Exercise instructions → Produce a word-for-word copy of the data that follows, excluding images.

Point localization data:

○ ○ ○ ○ ○

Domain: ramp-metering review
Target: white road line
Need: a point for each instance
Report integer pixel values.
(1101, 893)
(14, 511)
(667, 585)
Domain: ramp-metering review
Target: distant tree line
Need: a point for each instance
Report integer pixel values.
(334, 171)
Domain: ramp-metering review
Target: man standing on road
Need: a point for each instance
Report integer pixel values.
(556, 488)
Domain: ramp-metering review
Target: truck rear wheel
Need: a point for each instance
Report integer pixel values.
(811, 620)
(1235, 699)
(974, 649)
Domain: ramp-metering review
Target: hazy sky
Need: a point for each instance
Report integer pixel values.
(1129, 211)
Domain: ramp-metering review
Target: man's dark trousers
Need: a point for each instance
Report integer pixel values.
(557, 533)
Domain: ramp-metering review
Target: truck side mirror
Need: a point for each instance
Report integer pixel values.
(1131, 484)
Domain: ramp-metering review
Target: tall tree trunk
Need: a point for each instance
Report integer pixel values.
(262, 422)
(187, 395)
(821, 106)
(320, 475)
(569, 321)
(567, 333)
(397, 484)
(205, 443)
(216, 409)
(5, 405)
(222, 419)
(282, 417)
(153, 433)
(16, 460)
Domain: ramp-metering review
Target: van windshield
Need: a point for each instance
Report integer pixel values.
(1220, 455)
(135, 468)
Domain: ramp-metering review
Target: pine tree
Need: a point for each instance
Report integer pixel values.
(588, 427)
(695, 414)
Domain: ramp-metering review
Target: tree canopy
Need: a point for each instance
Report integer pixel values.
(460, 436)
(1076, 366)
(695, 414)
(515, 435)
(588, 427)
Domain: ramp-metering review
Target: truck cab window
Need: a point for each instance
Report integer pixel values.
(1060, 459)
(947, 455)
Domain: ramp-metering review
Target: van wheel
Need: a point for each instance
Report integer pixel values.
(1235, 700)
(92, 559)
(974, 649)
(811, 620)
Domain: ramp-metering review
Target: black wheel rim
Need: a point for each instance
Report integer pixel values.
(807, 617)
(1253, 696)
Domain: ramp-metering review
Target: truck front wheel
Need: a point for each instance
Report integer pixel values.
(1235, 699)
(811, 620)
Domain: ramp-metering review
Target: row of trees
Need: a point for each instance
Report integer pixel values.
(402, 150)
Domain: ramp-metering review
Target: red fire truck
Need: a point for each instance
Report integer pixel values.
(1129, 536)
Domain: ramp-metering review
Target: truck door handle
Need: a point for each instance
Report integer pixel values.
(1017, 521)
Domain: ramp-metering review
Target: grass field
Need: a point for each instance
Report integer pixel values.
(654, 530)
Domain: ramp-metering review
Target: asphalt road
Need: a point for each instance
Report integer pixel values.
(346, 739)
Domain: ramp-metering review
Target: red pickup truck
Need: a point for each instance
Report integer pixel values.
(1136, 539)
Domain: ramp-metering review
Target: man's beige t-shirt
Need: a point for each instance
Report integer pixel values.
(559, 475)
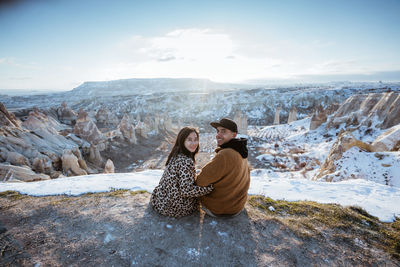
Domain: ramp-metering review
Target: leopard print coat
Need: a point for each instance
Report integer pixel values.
(176, 195)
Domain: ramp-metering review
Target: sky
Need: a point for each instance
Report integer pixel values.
(59, 44)
(377, 199)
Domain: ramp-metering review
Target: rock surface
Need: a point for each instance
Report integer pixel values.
(122, 230)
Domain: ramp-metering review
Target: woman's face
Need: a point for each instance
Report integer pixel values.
(192, 142)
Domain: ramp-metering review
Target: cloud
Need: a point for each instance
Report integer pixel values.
(216, 55)
(13, 62)
(202, 53)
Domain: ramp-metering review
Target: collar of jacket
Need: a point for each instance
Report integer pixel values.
(239, 145)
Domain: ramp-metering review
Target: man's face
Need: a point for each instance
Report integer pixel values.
(224, 135)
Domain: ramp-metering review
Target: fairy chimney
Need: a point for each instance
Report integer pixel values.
(241, 121)
(292, 114)
(277, 112)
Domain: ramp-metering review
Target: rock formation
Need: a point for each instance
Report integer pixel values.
(66, 114)
(388, 141)
(17, 159)
(86, 129)
(70, 164)
(94, 155)
(345, 141)
(7, 118)
(241, 121)
(10, 173)
(127, 129)
(277, 113)
(109, 168)
(292, 114)
(106, 117)
(364, 109)
(318, 118)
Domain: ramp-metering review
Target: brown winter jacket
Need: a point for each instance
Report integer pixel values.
(229, 173)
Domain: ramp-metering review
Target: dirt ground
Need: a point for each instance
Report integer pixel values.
(121, 229)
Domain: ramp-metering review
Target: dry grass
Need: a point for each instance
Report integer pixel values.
(314, 220)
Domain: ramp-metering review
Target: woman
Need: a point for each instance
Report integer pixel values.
(176, 195)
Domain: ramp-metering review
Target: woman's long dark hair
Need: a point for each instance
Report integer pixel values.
(179, 146)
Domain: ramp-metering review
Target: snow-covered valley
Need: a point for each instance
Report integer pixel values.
(341, 147)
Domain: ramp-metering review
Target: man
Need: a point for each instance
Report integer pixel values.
(228, 172)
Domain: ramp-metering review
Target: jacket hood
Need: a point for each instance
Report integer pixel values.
(239, 145)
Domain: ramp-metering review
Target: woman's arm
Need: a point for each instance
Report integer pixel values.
(186, 181)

○ ○ ○ ○ ○

Solution for this exercise →
Domain: ramp-metering review
Target: white road line
Need: a point for each instance
Report integer pixel values.
(1101, 893)
(14, 511)
(667, 585)
Domain: ramp-metering review
Target: distant tree line
Need: a point for each instance
Report integer pixel values.
(334, 171)
Domain: ramp-metering review
Target: man standing on road
Need: a point for each instance
Report integer pixel values.
(556, 488)
Domain: ramp-metering review
Target: truck rear wheel
Need: a point for each instance
Report integer pixel values.
(811, 620)
(1235, 699)
(974, 649)
Domain: ramp-metering review
Target: hazy sky
Need: a point for each instance
Report integer pixel values.
(1129, 211)
Domain: ramp-metering review
Target: man's dark trousers
Need: a point for each instance
Report integer pixel values.
(557, 533)
Domain: ramp-metering review
Target: truck side mirror
Need: a point for each instance
Report integer pixel values.
(1131, 484)
Domain: ramp-metering review
Target: tall tree trunk
Need: a point for each instance
Report integer pixel values.
(262, 422)
(187, 395)
(821, 106)
(320, 475)
(569, 321)
(567, 333)
(397, 484)
(205, 443)
(216, 409)
(5, 405)
(222, 419)
(282, 417)
(153, 433)
(16, 460)
Domain: ramp-metering review
Target: van windshield
Need: a point for each instance
Report integer pixel values.
(1220, 455)
(135, 468)
Domain: ramp-metering review
Target: pine tree
Need: a point for each instance
Report integer pixel values.
(588, 427)
(695, 414)
Domain: ramp-metering review
Target: tree canopy
Need: a point for each instance
Report integer pixel values.
(460, 436)
(1076, 366)
(695, 414)
(515, 435)
(588, 427)
Domain: ramp-metering review
Target: truck cab window
Need: a point for each instance
Report integer pixel values.
(1060, 459)
(947, 455)
Domain: ramp-metering review
Target: van wheel
Need: a point for each instance
Report integer pixel values.
(1235, 700)
(92, 559)
(974, 649)
(811, 620)
Domain: ramp-metering review
Target: black wheel rim
Need: a point for each instance
Report integer pixel values.
(807, 617)
(1253, 696)
Domain: ramp-metering review
Target: truck front wheel
Need: a point for each instance
Report integer pixel values.
(1235, 699)
(811, 620)
Domain: ramp-metering review
Target: row of trees
Need: a point for each instance
Report integer pixel values.
(402, 150)
Domain: ramp-metering review
Target: red fire truck
Need: a point for each instance
Report integer pixel values.
(1129, 536)
Domain: ramp-metering review
Target: truck door handle
Need: a point for each instance
Report integer pixel values.
(1017, 521)
Domain: ramp-metering review
Target: grass field
Need: a point for each instance
Report integer pixel values.
(654, 530)
Domain: ramp-metering review
Target: asphalt road
Need: a point for each instance
Report integer pixel values.
(346, 739)
Domain: ramp-metering review
Target: red pickup truck
Need: a point for each instance
Report integer pixel values.
(1136, 539)
Domain: ramp-metering review
Target: man's beige t-shirt
Need: a point for each instance
Report integer pixel values.
(559, 475)
Domain: ramp-metering review
Target: leopard print coat
Need: a point for each instance
Report integer pixel values.
(176, 195)
Domain: ramp-metering review
Target: sky
Need: a point for each instance
Report integer pixel values.
(59, 44)
(377, 199)
Domain: ramp-metering review
Target: rock surface
Need: a point for each instance
Report integer pixel values.
(122, 230)
Domain: ramp-metering review
Target: woman's face
Need: a point for each instance
Report integer pixel values.
(192, 142)
Domain: ramp-metering review
Target: cloud
Need: a point for each instance
Report integer pixel values.
(216, 55)
(13, 62)
(202, 53)
Domain: ramp-metering review
Target: collar of jacket
Need: a point for each instance
Report integer pixel values.
(239, 145)
Domain: ramp-metering review
Target: man's face
Need: a point for each instance
Report integer pixel values.
(224, 135)
Domain: ramp-metering review
Target: fairy chimney
Need: a point for each instance
Report integer pixel values.
(241, 121)
(292, 114)
(277, 112)
Domain: ramp-metering review
Target: rock formation
Need: a point for each instance
Report integer pixel values.
(66, 114)
(388, 141)
(17, 159)
(86, 129)
(70, 164)
(94, 155)
(345, 141)
(7, 118)
(241, 121)
(10, 173)
(127, 129)
(277, 113)
(109, 168)
(292, 114)
(106, 117)
(364, 109)
(318, 118)
Domain: ramp-metering review
Target: brown winter jacket
Need: a point for each instance
Report integer pixel values.
(229, 173)
Domain: ramp-metering review
Target: dirt ground
Need: a point for each instance
Report integer pixel values.
(121, 229)
Domain: ramp-metering review
Target: dry grass
Need: a point for each instance
Report integer pixel values.
(314, 220)
Domain: ramp-metering review
Target: woman
Need: a point for each instance
Report integer pixel values.
(176, 195)
Domain: ramp-metering review
Target: woman's long dark hair
Need: a point for each instance
Report integer pixel values.
(179, 146)
Domain: ramp-metering review
Target: snow-covered valley
Need: a point for each instance
Report integer pixel values.
(341, 147)
Domain: ramp-metering review
Target: man
Need: a point for each instance
Report integer pixel values.
(228, 172)
Domain: ramp-metering review
Target: jacket hood
Need: a point for each instance
Report integer pixel values.
(239, 145)
Domain: ramp-metering review
Target: woman's arm
Need: a point for each instance
Report integer pixel values.
(186, 181)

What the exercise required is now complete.